[Annotated photo localization data]
---*---

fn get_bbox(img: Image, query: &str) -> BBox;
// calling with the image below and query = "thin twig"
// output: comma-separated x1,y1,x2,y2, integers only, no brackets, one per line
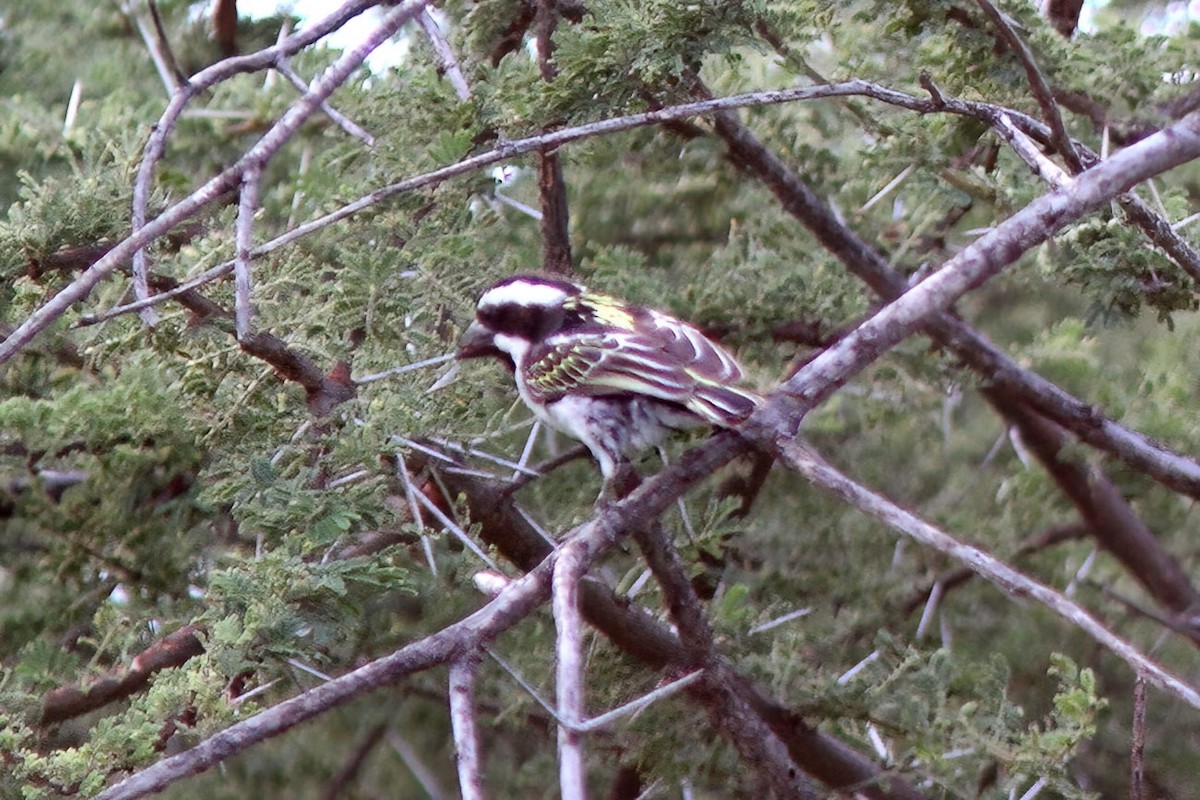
484,646,557,717
774,438,1200,710
418,9,472,101
1131,675,1147,800
354,353,456,384
234,165,262,341
976,0,1082,172
394,450,437,575
126,1,181,95
410,484,500,570
1018,776,1049,800
388,732,452,800
575,670,702,733
448,657,485,800
274,58,376,145
996,113,1072,187
552,538,589,799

---*---

# WHAT IS NEEDED
Copy the entries exactly. No pictures.

# SOLUTION FOR THIS EXERCISE
fn get_bbox(img: Image, query: &str) -> BBox;
// calling with the image below and query = "thin twig"
// output: comma-separated x1,y1,x2,y2, integers only, no brackets, one per line
484,646,557,717
774,438,1200,710
418,9,472,101
1131,675,1147,800
354,353,456,384
234,165,262,341
976,0,1082,172
394,450,437,575
126,1,181,95
410,484,500,570
1018,776,1049,800
388,732,452,800
575,670,702,733
448,657,485,800
274,58,376,145
996,113,1072,187
552,538,589,799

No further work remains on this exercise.